Seeing the Good Stuff

Someone asked me how I could possibly laugh. How on earth, they asked, could I possibly be happy?

Don't be quick to judge; they have their own demons whispering in their ears, screaming during their dreams. They honestly just didn't know how it was possible.

How is it, they wondered, that a soul can be crushed into nothingness and still be able to see joy?

Easy. I told them. I swam in the Gooligans.


When I was 10, my cousins took me to a state park in the area of Innisfail, Queensland. It was beyond magical. Surrounded by rainforest and natural waterfalls stood the clearest body of water I ever saw. I was only ten, but in my memory I swam in water as clear as the air around me. Like swimming in transparent silks and satins - it was absolutely perfect water. More perfect than I could ever conjure up in my own mind. I could look to the very bottom of the swimming hole - the water so clear I couldn't tell if it was six feet deep or six hundred.

I don't know if you've ever swam in water like that, but it allows you to see every single precious miracle that is usually secreted away in the depths of dark waters. I could see every plant, every animal, every everything.

But, let's say something came along and shook everything up. Muddied up those waters. Just because I can't see to the bottom anymore doesn't mean it all disappeared. The plants, the animals - they'd still be there whether I could see them or not.


Life is like that. Sometimes the waters of life are crystal clear and it's super easy to see the good stuff. It's so easy to realize you're surrounded by nothing but goodness. But every so often something comes along to muddy up those waters: job loss, death, a diagnosis - and it's up to you to remind yourself that you're just having a bit of trouble seeing to the bottom. It's all still there, it just might take a bit of time until the waters settle and everything becomes crystal clear again.

But you can trust that the good stuff is still there. You can have faith that they have not disappeared from your life; your eyes are just temporarily clouded and blinded to their sight. Have faith that in time, you will again see that you are surrounded by nothing but goodness. If not in this life, then the next.

#### [PROBLEMS TO WORK ON]
a) Please answer these questions on the essay:
(i) How old was the narrator when the cousins went to the state park?
(ii) What Queensland area was the park in?
(iii) What three things does the essay list as muddying the waters of life?
b) Reproduce the essay's passage character for character, beginning at the words "How is it, they" and stopping after "or six hundred.".
The material after the essay is separate from it.

#### [EXCERPTED RECORDS]

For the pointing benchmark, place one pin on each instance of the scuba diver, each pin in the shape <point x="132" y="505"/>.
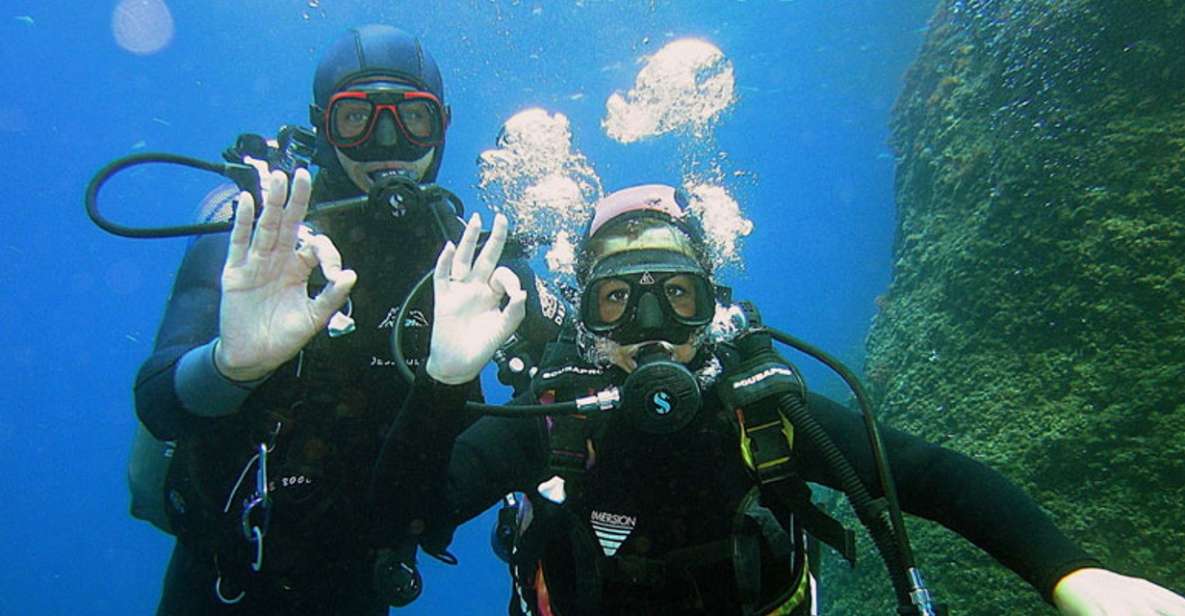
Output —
<point x="683" y="491"/>
<point x="279" y="402"/>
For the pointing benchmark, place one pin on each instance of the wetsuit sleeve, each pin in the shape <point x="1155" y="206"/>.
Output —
<point x="190" y="321"/>
<point x="439" y="468"/>
<point x="965" y="495"/>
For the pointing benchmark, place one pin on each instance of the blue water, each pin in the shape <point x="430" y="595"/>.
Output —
<point x="817" y="81"/>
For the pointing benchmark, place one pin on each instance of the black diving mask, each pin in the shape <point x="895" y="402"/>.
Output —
<point x="651" y="303"/>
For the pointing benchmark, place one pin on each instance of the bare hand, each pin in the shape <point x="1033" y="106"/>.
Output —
<point x="267" y="315"/>
<point x="1102" y="592"/>
<point x="468" y="325"/>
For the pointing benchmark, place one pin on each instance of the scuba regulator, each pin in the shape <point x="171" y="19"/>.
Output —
<point x="293" y="151"/>
<point x="660" y="396"/>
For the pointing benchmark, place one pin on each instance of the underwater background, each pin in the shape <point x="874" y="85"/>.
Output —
<point x="884" y="152"/>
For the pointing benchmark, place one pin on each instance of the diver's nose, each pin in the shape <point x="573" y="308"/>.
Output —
<point x="649" y="313"/>
<point x="385" y="133"/>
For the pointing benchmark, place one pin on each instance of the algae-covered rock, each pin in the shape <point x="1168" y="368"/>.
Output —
<point x="1036" y="319"/>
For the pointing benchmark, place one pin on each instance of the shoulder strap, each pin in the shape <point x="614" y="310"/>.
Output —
<point x="750" y="389"/>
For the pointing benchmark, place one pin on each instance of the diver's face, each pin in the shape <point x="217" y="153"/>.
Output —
<point x="365" y="173"/>
<point x="679" y="292"/>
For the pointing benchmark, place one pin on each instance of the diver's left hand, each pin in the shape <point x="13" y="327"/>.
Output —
<point x="468" y="323"/>
<point x="1102" y="592"/>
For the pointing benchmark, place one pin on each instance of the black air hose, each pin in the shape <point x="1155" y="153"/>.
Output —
<point x="872" y="517"/>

#### [OUTPUTS FOR THE TASKS]
a)
(i) 10
(ii) Innisfail
(iii) Job loss, death and a diagnosis

b)
How is it, they wondered, that a soul can be crushed into nothingness and still be able to see joy?

Easy. I told them. I swam in the Gooligans.


When I was 10, my cousins took me to a state park in the area of Innisfail, Queensland. It was beyond magical. Surrounded by rainforest and natural waterfalls stood the clearest body of water I ever saw. I was only ten, but in my memory I swam in water as clear as the air around me. Like swimming in transparent silks and satins - it was absolutely perfect water. More perfect than I could ever conjure up in my own mind. I could look to the very bottom of the swimming hole - the water so clear I couldn't tell if it was six feet deep or six hundred.